→ **Activity**
Each line of the records that holds "shirt" should be shown in full.

→ **Data supplied**
[Start of Attachment]

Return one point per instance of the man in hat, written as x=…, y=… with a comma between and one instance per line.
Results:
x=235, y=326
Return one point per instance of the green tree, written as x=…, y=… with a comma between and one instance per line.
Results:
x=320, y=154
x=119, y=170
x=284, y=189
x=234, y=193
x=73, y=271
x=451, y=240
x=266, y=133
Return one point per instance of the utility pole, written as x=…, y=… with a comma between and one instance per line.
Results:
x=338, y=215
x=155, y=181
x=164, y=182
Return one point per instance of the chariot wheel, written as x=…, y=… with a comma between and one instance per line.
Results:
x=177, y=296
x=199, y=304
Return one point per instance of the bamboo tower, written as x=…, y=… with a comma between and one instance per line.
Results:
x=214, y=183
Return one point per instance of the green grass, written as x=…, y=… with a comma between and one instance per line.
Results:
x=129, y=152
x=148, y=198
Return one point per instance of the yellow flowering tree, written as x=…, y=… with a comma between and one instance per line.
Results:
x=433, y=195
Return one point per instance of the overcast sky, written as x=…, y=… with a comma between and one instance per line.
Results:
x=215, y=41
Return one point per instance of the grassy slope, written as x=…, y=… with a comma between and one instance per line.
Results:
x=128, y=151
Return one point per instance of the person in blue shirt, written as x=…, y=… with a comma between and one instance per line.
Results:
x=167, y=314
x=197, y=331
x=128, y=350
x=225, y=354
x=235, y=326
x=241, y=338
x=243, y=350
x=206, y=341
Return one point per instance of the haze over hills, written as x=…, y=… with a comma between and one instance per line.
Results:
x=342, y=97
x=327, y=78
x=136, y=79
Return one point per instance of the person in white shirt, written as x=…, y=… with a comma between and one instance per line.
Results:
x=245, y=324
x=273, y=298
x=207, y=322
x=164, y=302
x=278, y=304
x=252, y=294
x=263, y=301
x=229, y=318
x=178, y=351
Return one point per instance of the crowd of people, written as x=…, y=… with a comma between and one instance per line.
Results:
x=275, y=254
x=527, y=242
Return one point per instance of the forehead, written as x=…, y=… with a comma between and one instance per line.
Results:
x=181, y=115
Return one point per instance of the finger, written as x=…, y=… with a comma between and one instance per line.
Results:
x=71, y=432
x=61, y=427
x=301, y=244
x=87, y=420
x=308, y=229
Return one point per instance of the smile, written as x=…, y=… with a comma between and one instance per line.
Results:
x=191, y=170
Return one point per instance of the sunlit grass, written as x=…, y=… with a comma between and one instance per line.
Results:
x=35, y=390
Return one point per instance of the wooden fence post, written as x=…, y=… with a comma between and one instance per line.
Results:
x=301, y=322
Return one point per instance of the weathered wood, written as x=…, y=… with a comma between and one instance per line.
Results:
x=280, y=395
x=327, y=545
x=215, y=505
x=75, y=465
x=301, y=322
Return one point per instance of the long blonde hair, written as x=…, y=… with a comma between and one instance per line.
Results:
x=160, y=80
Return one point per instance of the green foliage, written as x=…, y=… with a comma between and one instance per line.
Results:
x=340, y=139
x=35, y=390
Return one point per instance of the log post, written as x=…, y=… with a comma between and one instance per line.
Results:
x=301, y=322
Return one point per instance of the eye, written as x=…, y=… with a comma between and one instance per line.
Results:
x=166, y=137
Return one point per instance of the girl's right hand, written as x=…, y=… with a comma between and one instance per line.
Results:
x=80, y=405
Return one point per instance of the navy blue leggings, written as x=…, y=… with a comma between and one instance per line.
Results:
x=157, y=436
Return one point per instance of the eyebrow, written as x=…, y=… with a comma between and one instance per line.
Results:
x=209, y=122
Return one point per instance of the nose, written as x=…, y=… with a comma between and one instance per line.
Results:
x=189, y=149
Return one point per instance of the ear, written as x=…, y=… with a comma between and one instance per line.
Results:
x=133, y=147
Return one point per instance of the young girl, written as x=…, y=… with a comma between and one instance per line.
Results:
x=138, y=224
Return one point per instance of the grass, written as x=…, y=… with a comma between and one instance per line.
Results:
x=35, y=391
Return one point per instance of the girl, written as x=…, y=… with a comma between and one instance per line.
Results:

[End of Attachment]

→ **Response**
Return one point per instance of the person in blue shirt, written as x=…, y=… with a comma between and one instance per line.
Return one point per instance of the person in white shirt, written as x=…, y=… with a comma between and one instance per line.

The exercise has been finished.